Write down every entry once more, exactly as it reads.

RECORDS SUPPLIED

= = = = = = =

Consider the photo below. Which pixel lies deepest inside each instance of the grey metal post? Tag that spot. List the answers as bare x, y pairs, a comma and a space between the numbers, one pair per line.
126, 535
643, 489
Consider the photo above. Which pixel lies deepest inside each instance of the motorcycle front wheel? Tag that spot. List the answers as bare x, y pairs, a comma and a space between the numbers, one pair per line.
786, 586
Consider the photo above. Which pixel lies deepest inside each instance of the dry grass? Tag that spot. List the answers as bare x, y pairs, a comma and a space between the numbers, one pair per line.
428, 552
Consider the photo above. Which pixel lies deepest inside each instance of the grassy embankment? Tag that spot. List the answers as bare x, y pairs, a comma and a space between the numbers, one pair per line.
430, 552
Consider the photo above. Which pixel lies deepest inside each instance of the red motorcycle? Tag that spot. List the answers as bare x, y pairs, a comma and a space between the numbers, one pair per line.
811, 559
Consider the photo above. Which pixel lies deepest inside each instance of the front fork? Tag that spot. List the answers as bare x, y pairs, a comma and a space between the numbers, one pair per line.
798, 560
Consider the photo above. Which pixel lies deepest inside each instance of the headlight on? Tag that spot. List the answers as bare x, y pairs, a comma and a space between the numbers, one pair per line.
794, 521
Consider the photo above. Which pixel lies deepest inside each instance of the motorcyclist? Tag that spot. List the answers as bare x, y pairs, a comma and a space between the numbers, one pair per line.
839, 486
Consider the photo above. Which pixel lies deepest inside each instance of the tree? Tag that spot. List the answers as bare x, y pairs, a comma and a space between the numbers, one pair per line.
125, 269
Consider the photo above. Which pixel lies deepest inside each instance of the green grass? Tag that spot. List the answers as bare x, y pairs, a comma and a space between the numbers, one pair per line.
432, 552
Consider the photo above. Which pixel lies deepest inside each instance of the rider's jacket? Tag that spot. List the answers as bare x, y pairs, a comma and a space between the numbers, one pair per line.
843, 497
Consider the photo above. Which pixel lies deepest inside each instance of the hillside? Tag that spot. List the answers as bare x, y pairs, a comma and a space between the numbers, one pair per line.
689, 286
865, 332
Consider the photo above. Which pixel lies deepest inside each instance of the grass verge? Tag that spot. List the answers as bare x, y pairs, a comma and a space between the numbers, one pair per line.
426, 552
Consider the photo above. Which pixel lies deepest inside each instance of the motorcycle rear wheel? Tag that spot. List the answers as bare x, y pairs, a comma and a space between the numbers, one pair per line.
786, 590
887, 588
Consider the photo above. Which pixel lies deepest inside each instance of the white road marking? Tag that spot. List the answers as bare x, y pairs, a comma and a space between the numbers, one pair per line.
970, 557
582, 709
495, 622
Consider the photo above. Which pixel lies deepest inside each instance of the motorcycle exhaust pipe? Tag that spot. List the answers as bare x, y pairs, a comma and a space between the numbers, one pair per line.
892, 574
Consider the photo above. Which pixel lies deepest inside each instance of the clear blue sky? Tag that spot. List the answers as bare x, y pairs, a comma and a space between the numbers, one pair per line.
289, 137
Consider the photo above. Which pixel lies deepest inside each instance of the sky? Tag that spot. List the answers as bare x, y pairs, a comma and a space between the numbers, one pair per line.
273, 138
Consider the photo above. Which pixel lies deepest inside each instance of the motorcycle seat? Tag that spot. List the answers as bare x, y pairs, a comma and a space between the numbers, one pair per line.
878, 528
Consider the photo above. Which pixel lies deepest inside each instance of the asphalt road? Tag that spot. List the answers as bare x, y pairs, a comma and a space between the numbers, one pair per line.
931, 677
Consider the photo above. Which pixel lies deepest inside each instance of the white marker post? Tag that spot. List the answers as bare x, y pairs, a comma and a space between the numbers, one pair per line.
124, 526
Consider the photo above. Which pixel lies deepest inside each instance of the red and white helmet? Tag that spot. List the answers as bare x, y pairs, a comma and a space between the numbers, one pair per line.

= = = = = = =

RESULT FOR THIS TASK
Consider the photo below. Which pixel lies deepest inside each instance of the grey metal post? Tag that spot. List the answers as bare x, y pairs, a comma and a space between the numbers, one pair per line.
126, 535
643, 489
Consider the photo above. Which pixel lies deepest inside each instance of the motorcycle front wheel? Tag that spot. List the answers as bare x, y pairs, a comma and a space between the numbers, one pair per line.
786, 586
Consider the photo above. Which pixel lies deepest inside each instance of the dry grass? Tag that spot. List the answers as bare x, y pairs, a comma and a space between the numbers, one pair per line.
428, 552
Consider the photo above. Which pixel lies deepest inside each instance of the grassy embankment? Tag that spot. List the answers as bare x, y pairs, a comma and a space between the numbers, one pair per line.
430, 552
Consider the photo above. Which pixel lies deepest inside each instance of the red motorcycle? Tag that spot. List the answers as bare x, y pairs, a comma and a space between the numbers, one pair per line.
811, 559
Consider the photo above. Which pixel lies deepest inside each instance of the front fork? Tag that spot. List the answers as bare x, y pairs, a comma and a space between the numbers, one pair per line.
798, 560
Consider the photo above. Which pixel lies deepest inside each instance of the headlight on? Tag that spot. List the answers as bare x, y pairs, a comma and a space between the numbers, one pair per line.
794, 521
Consider the photo above. Which pixel lies deepest inside each instance of the motorcyclist? Tag that spot. List the answers as bare x, y pairs, a comma and a space between the numbers, one pair per line.
839, 486
Consider the photo above. Which pixel lies deepest inside each instance of the tree? Tag that spot. List the answers as bare x, y pairs, a comma and a space between the numbers, one pair per line.
125, 269
Consider the photo above. Which pixel lies deepest inside each instance of the green grass? Tag that spot. List the answers as bare x, y pairs, a comma and a space between the numbers, one pair per line.
432, 552
Consider the photo above. Which pixel lies deepest inside each instance of the rider's jacket? Tag that spot. List the answers as bare x, y pairs, a comma and a space between the numbers, one pair per line.
843, 497
Consider the photo above. Which pixel lies deepest inside each instance of the hillside? Tag that spot. List the answers as bare x, y pairs, a comma and a space between the numbers, one pair per line.
689, 286
865, 332
Consider the photo above. Which pixel lies deepest inside each instance of the grass verge? Tag that spot. List the answers as bare x, y pairs, a comma and a space between the numbers, one pair per line.
426, 552
Consider the photo above. Which pixel lies deepest inside each instance of the motorcycle rear wheel? Tag that spot. List the answers as bare x, y pairs, a comma and a space between the numbers, one pair per line.
786, 590
887, 588
Consider the photo above. Which pixel lies deepest inside each instance of the white road marking? Tag that spot. List the answers as bare x, y pairs, a comma and a space between the numbers, one pair per line.
970, 557
582, 709
495, 622
Consider the photo above. Which pixel lies deepest inside each instance of the motorcycle exhaust pipe? Tag that spot. List the answers as bare x, y pairs, a comma and a space between the numbers, one pair per line.
892, 574
Consider the photo above. Which pixel lies deepest inside each instance of the clear blue sky? Tag that spot. List the answers as bare x, y pairs, a comma and a space between the numbers, one pair per line.
289, 137
Consider the photo above. Which pixel lies deepest inside each instance of the sky? Tag that spot. List the answers as bare x, y pairs, a comma and a space between the numbers, one pair per line.
273, 138
Consider the photo above. Which pixel lies deepest inside each instance of the motorcycle seat? Tag that spot. List the answers as bare x, y pairs, a comma and a space between the numbers, one pair per line.
878, 528
Consider the photo above. Which pixel lies deepest inside each instance of the asphalt road? Tag that spot. List the answers as bare x, y pairs, a comma and a space between the numbers, one pair per line.
931, 677
Consider the photo above. Which pixel lies deepest inside each instance of the white marker post? Tag that spot. List the answers as bare x, y pairs, a comma and a space between the numbers, one pair per line.
124, 526
Consider the photo above. Which pixel lies deepest inside each instance of the red and white helmet? Tag that spot. List the answers as bare x, y pairs, a comma and a space between the numbers, one pair per line.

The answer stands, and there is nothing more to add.